Saved entries:
------------------------------

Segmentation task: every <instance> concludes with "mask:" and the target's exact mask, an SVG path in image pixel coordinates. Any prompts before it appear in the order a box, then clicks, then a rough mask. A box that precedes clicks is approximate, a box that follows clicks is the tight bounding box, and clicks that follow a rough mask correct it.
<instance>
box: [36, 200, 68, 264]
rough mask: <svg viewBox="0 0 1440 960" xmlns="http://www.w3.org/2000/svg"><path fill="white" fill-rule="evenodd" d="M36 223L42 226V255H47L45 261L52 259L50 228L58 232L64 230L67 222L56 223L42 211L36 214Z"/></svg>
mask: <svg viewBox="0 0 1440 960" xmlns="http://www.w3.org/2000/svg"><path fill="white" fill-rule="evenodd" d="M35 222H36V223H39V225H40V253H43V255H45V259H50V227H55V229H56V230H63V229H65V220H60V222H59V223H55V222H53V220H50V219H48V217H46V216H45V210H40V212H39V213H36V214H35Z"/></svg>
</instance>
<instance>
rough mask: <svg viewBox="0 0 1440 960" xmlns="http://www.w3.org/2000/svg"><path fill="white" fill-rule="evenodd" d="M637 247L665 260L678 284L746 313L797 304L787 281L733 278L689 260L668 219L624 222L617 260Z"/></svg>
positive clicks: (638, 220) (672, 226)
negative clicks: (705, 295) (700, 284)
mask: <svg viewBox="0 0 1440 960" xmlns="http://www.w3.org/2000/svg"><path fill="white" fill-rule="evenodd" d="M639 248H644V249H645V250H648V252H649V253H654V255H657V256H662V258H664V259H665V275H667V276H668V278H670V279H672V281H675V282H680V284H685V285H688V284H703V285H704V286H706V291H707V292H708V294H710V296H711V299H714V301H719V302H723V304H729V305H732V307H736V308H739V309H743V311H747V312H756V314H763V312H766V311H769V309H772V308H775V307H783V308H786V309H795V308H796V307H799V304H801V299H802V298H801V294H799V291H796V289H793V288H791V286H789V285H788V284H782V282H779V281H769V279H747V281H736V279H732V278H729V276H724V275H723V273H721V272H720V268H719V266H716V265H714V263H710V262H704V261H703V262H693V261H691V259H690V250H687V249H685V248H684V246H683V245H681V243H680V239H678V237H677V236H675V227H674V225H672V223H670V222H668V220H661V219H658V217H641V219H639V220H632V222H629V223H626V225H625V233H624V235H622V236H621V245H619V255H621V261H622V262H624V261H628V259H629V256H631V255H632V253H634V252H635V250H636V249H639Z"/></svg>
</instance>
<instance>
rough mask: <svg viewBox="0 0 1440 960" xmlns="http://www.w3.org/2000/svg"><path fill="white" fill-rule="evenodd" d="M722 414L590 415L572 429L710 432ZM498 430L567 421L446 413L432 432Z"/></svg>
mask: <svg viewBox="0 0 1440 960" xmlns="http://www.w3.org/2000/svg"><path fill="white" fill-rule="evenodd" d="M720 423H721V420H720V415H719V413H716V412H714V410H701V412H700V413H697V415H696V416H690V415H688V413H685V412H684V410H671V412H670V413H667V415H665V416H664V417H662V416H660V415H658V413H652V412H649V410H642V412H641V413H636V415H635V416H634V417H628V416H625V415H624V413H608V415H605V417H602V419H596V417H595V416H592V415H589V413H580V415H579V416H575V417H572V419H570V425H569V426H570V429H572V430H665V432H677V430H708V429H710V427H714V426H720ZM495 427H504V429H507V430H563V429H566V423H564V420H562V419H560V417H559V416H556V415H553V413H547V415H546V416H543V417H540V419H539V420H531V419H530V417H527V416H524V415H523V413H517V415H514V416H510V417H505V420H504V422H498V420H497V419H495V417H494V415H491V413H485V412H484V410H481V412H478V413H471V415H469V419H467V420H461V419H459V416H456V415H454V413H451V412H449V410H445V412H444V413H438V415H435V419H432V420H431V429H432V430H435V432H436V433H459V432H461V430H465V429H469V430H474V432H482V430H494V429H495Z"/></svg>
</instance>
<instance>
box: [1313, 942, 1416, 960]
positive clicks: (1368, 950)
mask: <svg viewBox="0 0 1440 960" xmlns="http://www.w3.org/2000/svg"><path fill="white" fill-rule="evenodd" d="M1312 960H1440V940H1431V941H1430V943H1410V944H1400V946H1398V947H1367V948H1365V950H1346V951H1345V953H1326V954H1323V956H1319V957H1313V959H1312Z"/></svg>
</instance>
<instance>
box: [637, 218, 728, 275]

------------------------------

§ DIRECTIONS: Starting with the line that holds "247L665 260L678 284L746" and ending with the line that holds "positive clicks: (638, 220) (672, 226)", retype every line in the data above exactly, and nothing else.

§ SOLVED PROBLEM:
rough mask: <svg viewBox="0 0 1440 960" xmlns="http://www.w3.org/2000/svg"><path fill="white" fill-rule="evenodd" d="M637 247L665 260L678 284L746 313L797 304L787 281L733 278L689 260L668 219L624 222L617 260Z"/></svg>
positive clicks: (638, 220) (672, 226)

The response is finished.